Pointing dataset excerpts
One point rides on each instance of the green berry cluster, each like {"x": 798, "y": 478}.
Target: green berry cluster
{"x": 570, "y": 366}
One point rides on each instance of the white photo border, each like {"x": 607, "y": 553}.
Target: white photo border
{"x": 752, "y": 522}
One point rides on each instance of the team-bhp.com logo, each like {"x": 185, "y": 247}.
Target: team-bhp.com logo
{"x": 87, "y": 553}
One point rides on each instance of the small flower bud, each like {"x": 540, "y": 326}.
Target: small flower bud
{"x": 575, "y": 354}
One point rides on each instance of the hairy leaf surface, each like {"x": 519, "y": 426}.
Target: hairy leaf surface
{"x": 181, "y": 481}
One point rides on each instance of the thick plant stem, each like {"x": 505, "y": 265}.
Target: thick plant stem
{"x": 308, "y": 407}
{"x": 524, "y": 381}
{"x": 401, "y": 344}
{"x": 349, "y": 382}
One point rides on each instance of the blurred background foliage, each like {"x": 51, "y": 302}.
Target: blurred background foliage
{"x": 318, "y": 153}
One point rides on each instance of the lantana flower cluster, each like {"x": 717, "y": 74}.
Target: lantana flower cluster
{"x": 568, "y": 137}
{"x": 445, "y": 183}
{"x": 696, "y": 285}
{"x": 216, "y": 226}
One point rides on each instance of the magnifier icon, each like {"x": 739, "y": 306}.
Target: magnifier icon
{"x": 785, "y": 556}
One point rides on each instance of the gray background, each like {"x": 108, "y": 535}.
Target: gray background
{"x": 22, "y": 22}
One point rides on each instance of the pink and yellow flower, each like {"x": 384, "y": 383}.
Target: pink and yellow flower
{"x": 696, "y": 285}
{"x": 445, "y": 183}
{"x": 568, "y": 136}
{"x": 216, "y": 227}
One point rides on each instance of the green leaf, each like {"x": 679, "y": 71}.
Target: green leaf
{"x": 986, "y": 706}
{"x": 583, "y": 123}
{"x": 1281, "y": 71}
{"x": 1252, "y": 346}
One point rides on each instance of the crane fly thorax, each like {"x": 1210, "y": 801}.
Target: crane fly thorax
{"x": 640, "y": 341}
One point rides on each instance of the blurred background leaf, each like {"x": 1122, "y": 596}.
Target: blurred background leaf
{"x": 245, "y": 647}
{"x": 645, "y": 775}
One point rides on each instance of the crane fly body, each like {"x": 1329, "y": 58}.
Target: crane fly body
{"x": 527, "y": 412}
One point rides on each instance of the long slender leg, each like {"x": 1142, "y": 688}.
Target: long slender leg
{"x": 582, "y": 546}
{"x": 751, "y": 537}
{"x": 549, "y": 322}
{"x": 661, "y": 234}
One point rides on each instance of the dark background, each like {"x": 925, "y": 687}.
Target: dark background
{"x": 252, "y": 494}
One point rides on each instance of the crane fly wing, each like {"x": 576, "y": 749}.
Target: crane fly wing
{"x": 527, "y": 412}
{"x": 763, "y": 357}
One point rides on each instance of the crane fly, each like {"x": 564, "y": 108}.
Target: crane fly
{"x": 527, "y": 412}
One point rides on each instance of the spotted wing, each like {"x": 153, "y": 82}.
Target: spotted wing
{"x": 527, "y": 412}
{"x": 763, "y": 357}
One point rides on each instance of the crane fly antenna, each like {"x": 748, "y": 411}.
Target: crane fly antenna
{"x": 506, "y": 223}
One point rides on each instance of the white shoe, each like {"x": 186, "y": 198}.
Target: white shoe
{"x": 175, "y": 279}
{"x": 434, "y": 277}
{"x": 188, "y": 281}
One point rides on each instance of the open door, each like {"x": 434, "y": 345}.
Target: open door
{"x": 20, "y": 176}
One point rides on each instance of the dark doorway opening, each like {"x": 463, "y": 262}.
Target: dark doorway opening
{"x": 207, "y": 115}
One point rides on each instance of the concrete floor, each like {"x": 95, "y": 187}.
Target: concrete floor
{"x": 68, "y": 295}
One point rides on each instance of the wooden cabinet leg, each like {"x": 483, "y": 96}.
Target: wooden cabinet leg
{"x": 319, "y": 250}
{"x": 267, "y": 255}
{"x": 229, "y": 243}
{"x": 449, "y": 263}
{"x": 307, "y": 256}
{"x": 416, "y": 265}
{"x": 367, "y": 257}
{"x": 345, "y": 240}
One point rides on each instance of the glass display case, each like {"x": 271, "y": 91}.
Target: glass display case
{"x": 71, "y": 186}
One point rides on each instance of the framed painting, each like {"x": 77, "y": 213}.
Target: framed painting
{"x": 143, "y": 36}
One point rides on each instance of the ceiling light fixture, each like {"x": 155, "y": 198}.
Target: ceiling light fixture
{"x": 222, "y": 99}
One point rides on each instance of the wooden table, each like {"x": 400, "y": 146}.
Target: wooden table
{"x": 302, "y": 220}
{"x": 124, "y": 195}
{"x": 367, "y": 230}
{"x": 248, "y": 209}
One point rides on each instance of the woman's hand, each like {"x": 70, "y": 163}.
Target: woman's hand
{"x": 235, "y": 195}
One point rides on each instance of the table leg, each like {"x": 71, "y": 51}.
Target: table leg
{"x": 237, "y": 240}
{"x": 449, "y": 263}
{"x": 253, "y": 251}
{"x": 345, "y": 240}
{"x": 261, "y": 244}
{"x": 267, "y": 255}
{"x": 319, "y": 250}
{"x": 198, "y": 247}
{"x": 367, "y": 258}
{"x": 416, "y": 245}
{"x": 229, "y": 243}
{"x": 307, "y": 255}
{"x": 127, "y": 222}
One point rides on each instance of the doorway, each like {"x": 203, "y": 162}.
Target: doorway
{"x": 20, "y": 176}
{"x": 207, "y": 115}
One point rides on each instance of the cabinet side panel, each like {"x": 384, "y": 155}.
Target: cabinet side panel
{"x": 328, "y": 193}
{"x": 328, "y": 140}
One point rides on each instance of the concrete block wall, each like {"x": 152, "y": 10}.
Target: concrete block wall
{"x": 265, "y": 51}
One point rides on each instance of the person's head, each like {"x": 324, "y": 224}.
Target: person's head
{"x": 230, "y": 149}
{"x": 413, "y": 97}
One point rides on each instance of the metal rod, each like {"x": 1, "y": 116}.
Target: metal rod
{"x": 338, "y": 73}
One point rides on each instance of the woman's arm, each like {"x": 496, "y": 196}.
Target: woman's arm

**YOUR TASK**
Would you give the material above again, complete and exact?

**ANSWER TO THE PROBLEM**
One point rides on each instance of the green berry cluster, each like {"x": 798, "y": 478}.
Target: green berry cluster
{"x": 570, "y": 366}
One point rides on each instance of the white photo border, each like {"x": 607, "y": 553}.
Target: white photo border
{"x": 752, "y": 522}
One point rides on each instance of the team-bhp.com logo, each like {"x": 185, "y": 247}.
Target: team-bhp.com logo
{"x": 87, "y": 553}
One point rides on each instance of the small flower bud, each like {"x": 540, "y": 326}.
Target: small flower bud
{"x": 575, "y": 354}
One point rides on each instance of the hairy leaf surface, each like {"x": 519, "y": 426}.
Target: hairy leaf surface
{"x": 181, "y": 481}
One point rides on each instance of the thick plant stem, each like {"x": 505, "y": 265}.
Target: thick plant stem
{"x": 308, "y": 407}
{"x": 524, "y": 381}
{"x": 401, "y": 344}
{"x": 349, "y": 382}
One point rides on each instance of the blurred background foliage, each like {"x": 51, "y": 302}.
Target: blurred background foliage
{"x": 318, "y": 153}
One point rides on each instance of the lantana flower cluster, each like {"x": 717, "y": 74}.
Target: lantana flower cluster
{"x": 568, "y": 137}
{"x": 445, "y": 183}
{"x": 696, "y": 285}
{"x": 216, "y": 226}
One point rides on each instance of the magnifier icon, each like {"x": 739, "y": 306}.
Target: magnifier icon
{"x": 785, "y": 556}
One point rides on each instance of the gray background, each like {"x": 108, "y": 535}.
Target: gray background
{"x": 22, "y": 22}
One point rides on each instance of the pink and yellow flower, each like {"x": 384, "y": 383}.
Target: pink and yellow flower
{"x": 696, "y": 285}
{"x": 445, "y": 183}
{"x": 568, "y": 136}
{"x": 216, "y": 227}
One point rides on each instance of the green leaf, each like {"x": 679, "y": 71}.
Target: green leaf
{"x": 986, "y": 706}
{"x": 583, "y": 123}
{"x": 1281, "y": 71}
{"x": 1252, "y": 346}
One point rides on each instance of the crane fly thorax, each like {"x": 1210, "y": 801}.
Target: crane fly thorax
{"x": 640, "y": 341}
One point rides on each instance of the blurred background leaf, each like {"x": 1122, "y": 596}.
Target: blurred background leaf
{"x": 245, "y": 647}
{"x": 645, "y": 775}
One point rides on each instance of the crane fly body, each like {"x": 1329, "y": 58}.
Target: crane fly body
{"x": 527, "y": 412}
One point rides on each instance of the long slender leg, each like {"x": 1142, "y": 688}.
Target: long slender leg
{"x": 582, "y": 546}
{"x": 751, "y": 537}
{"x": 549, "y": 322}
{"x": 661, "y": 234}
One point rides on each instance of the dark background, each like {"x": 925, "y": 687}.
Target: dark background
{"x": 252, "y": 494}
One point rides on each instance of the crane fly wing, each like {"x": 576, "y": 749}.
Target: crane fly wing
{"x": 527, "y": 412}
{"x": 763, "y": 357}
One point rides on each instance of the crane fly, each like {"x": 564, "y": 108}.
Target: crane fly
{"x": 527, "y": 412}
One point rides on each instance of the spotted wing, each like {"x": 153, "y": 82}.
Target: spotted wing
{"x": 527, "y": 412}
{"x": 763, "y": 357}
One point rides on each instance of the crane fly antenna, each like {"x": 748, "y": 411}.
Target: crane fly antenna
{"x": 506, "y": 223}
One point rides on each instance of the white shoe, each like {"x": 186, "y": 198}.
Target: white shoe
{"x": 175, "y": 279}
{"x": 434, "y": 277}
{"x": 188, "y": 281}
One point rides on each instance of the open door, each like {"x": 434, "y": 345}.
Target: open door
{"x": 20, "y": 176}
One point rides on each instance of the dark doorway opening, each like {"x": 463, "y": 262}.
Target: dark doorway opening
{"x": 207, "y": 115}
One point rides on each instance of the concrete floor, each like {"x": 95, "y": 187}.
Target: concrete floor
{"x": 68, "y": 295}
One point rides on each instance of the wooden cabinet leg, each like {"x": 483, "y": 96}.
Target: wooden cabinet leg
{"x": 319, "y": 250}
{"x": 267, "y": 255}
{"x": 229, "y": 243}
{"x": 449, "y": 263}
{"x": 307, "y": 256}
{"x": 416, "y": 265}
{"x": 367, "y": 257}
{"x": 345, "y": 240}
One point rides on each instance of the glass display case, each like {"x": 271, "y": 91}.
Target: glass display case
{"x": 71, "y": 186}
One point rides on each instance of the framed painting, each like {"x": 77, "y": 213}.
Target: framed painting
{"x": 143, "y": 36}
One point rides on each instance of the ceiling light fixture, each like {"x": 155, "y": 198}.
Target: ceiling light fixture
{"x": 222, "y": 99}
One point rides on each instance of the wooden table, each like {"x": 400, "y": 146}.
Target: wooden table
{"x": 302, "y": 220}
{"x": 124, "y": 195}
{"x": 367, "y": 230}
{"x": 248, "y": 209}
One point rides on each instance of the woman's hand, each like {"x": 70, "y": 163}.
Target: woman's hand
{"x": 235, "y": 195}
One point rides on each instance of the table leg, each like {"x": 71, "y": 51}.
Target: table leg
{"x": 237, "y": 240}
{"x": 449, "y": 263}
{"x": 253, "y": 251}
{"x": 345, "y": 240}
{"x": 261, "y": 244}
{"x": 267, "y": 255}
{"x": 319, "y": 250}
{"x": 198, "y": 247}
{"x": 367, "y": 258}
{"x": 416, "y": 245}
{"x": 229, "y": 243}
{"x": 307, "y": 255}
{"x": 127, "y": 222}
One point rides on each instance of the doorway, each like {"x": 203, "y": 162}.
Target: doorway
{"x": 20, "y": 176}
{"x": 207, "y": 115}
One point rides on each instance of the cabinet side panel, each like {"x": 384, "y": 155}.
Target: cabinet side panel
{"x": 328, "y": 193}
{"x": 328, "y": 140}
One point rides on each instance of the concrete block wall, each like {"x": 152, "y": 10}.
Target: concrete block wall
{"x": 265, "y": 51}
One point rides on each instance of the person's head, each like {"x": 324, "y": 224}.
Target: person's head
{"x": 230, "y": 149}
{"x": 413, "y": 97}
One point rides on each instance of the metal rod, each like {"x": 1, "y": 116}.
Target: metal rod
{"x": 338, "y": 73}
One point rides on each instance of the woman's arm, each like {"x": 496, "y": 196}.
Target: woman's arm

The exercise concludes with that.